Text excerpt:
● ● ● ● ● ● ●

This eco-friendly King West hotel is the perfect place for a winter staycation

This eco-friendly King West hotel is the perfect place for a winter staycation

After a decade-long reign as Toronto’s party hotel, the Thompson bid adieu to King West with an epic 2020 NYE blowout bash. Twenty months later, the broody, bacchanalian property was transformed into a verdant oasis that bills itself as an eco-luxury destination, featuring muted colour schemes punctuated by loads of living greenery. There are 3,300 plants spread across the lobby, restaurants, rooftop pool bar and guest rooms.

Even the exteriors are now adorned with Fiat-sized Muskoka boulders and giant planters full of trees (maples, river birches, eastern redbuds). For the U.S.-based boutique hotel chain, eco-luxury isn’t just a boho aesthetic—it’s also a commitment to sustainability. 1 Hotel Toronto limits single-use items—preferring chalkboards to paper, glass to plastic, and filtered Lake Ontario water to the bottled stuff.

● ● ● ● ● ● ●

Exercise instructions:
[a] Translate this sentence from the hotel article into Spanish: "There are 3,300 plants spread across the lobby, restaurants, rooftop pool bar and guest rooms."
[b] From the hotel article, extract the passage starting at "After a decade-long" and ending at "the bottled stuff.".

Supplied entries:
● ● ● ● ● ● ●

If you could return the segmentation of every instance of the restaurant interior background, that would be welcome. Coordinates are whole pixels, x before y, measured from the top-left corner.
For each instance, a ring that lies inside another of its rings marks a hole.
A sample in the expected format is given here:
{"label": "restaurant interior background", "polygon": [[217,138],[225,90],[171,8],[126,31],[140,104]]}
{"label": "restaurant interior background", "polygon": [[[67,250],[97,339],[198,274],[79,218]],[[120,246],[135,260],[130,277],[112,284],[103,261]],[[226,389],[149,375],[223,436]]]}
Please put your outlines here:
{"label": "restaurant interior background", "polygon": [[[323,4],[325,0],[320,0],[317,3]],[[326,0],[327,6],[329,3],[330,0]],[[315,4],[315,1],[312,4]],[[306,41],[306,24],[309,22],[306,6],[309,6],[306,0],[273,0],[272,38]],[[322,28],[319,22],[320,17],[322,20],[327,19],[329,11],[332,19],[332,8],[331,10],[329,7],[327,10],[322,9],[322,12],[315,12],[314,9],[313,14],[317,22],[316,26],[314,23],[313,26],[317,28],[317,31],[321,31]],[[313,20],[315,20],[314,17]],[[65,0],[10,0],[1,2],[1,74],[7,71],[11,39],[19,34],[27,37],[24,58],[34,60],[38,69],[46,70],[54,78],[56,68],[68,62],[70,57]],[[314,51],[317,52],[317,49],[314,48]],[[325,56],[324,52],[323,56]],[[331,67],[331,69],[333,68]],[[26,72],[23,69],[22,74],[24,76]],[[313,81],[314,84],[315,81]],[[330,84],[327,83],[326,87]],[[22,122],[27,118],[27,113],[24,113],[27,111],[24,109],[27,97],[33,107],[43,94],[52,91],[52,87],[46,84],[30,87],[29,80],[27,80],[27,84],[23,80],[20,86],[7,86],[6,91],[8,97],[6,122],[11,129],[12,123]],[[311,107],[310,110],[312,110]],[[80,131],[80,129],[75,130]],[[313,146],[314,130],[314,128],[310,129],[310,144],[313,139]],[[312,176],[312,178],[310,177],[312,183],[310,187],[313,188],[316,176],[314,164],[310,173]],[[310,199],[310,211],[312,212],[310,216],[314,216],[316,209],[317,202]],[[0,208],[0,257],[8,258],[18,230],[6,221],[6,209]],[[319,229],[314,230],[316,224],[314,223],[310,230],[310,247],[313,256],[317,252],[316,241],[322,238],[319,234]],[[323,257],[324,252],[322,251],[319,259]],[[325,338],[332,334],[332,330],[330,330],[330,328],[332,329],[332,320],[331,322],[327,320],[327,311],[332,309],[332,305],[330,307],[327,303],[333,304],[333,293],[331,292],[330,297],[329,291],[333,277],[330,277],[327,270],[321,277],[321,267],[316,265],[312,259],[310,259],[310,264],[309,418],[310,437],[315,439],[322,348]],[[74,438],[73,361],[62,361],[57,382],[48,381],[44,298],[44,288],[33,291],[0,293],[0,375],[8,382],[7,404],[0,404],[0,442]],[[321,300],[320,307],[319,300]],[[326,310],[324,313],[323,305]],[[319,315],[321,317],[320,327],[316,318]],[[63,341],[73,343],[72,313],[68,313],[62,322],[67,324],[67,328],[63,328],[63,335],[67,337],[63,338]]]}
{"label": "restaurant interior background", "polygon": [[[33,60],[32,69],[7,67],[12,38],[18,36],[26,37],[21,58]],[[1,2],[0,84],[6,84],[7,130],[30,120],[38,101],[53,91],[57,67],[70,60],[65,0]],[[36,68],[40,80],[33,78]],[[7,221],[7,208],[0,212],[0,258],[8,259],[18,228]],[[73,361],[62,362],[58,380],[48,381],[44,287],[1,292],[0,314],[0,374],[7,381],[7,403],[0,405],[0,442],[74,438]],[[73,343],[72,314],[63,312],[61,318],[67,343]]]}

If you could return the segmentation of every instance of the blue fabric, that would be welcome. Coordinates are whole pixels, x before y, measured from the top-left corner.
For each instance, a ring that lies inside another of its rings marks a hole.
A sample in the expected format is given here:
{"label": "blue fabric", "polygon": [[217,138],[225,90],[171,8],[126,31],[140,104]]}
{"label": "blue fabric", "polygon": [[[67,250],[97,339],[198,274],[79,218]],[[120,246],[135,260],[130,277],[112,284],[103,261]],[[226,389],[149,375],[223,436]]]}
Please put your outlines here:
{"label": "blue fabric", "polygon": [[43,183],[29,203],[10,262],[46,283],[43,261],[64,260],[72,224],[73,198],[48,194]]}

● ● ● ● ● ● ●

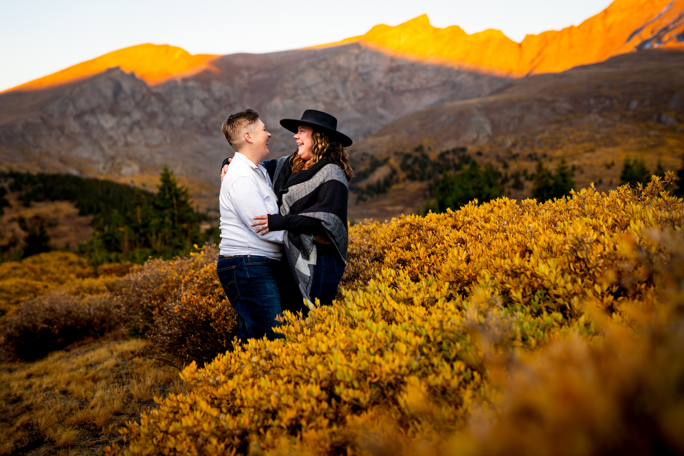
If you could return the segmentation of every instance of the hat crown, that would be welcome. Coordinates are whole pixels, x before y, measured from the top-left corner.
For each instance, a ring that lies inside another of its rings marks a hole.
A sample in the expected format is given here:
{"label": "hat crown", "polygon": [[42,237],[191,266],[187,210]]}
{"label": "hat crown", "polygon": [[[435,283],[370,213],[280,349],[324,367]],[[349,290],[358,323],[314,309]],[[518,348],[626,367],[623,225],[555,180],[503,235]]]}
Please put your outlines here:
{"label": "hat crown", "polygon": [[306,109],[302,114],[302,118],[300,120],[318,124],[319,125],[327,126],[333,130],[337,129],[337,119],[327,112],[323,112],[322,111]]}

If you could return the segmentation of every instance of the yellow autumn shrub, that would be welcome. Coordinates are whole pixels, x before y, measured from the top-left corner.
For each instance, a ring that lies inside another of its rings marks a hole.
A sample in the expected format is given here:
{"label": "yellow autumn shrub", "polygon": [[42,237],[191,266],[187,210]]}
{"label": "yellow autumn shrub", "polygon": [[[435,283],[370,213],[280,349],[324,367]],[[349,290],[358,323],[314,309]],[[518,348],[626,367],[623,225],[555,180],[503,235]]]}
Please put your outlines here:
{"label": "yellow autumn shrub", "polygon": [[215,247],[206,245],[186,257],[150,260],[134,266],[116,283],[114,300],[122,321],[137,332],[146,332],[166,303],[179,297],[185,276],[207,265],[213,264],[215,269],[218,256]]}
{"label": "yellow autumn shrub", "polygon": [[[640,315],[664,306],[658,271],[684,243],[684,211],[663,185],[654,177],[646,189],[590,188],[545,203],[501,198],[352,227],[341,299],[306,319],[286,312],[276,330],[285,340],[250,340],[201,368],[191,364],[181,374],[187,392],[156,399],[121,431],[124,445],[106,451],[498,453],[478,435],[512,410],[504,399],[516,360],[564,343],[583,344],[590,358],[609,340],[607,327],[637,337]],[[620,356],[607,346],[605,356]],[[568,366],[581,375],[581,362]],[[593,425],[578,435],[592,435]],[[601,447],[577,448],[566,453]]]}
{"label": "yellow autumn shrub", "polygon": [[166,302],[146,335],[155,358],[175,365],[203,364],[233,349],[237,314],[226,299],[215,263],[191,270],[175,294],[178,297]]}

● ● ● ● ● ● ●

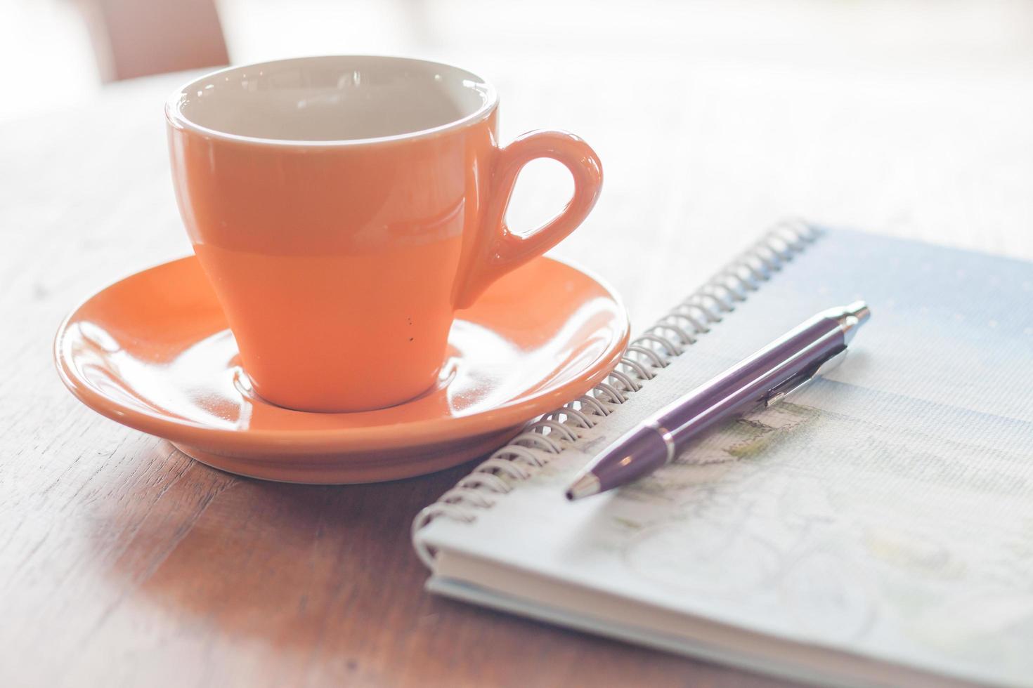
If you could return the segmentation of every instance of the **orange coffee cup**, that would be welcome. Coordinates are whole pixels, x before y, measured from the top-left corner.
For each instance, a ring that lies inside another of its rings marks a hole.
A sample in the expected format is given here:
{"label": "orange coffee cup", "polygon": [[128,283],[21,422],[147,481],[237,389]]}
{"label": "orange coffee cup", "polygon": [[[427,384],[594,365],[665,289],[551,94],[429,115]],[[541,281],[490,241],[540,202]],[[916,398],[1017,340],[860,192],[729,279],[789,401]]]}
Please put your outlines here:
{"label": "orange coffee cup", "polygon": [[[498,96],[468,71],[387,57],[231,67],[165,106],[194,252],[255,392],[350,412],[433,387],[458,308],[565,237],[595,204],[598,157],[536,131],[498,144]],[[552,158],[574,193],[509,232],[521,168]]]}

● ● ● ● ● ● ●

Solutions in order:
[a] Hay 3.300 plantas repartidas por el vestíbulo, los restaurantes, el bar de la piscina en la azotea y las habitaciones de los huéspedes.

[b]
After a decade-long reign as Toronto’s party hotel, the Thompson bid adieu to King West with an epic 2020 NYE blowout bash. Twenty months later, the broody, bacchanalian property was transformed into a verdant oasis that bills itself as an eco-luxury destination, featuring muted colour schemes punctuated by loads of living greenery. There are 3,300 plants spread across the lobby, restaurants, rooftop pool bar and guest rooms.

Even the exteriors are now adorned with Fiat-sized Muskoka boulders and giant planters full of trees (maples, river birches, eastern redbuds). For the U.S.-based boutique hotel chain, eco-luxury isn’t just a boho aesthetic—it’s also a commitment to sustainability. 1 Hotel Toronto limits single-use items—preferring chalkboards to paper, glass to plastic, and filtered Lake Ontario water to the bottled stuff.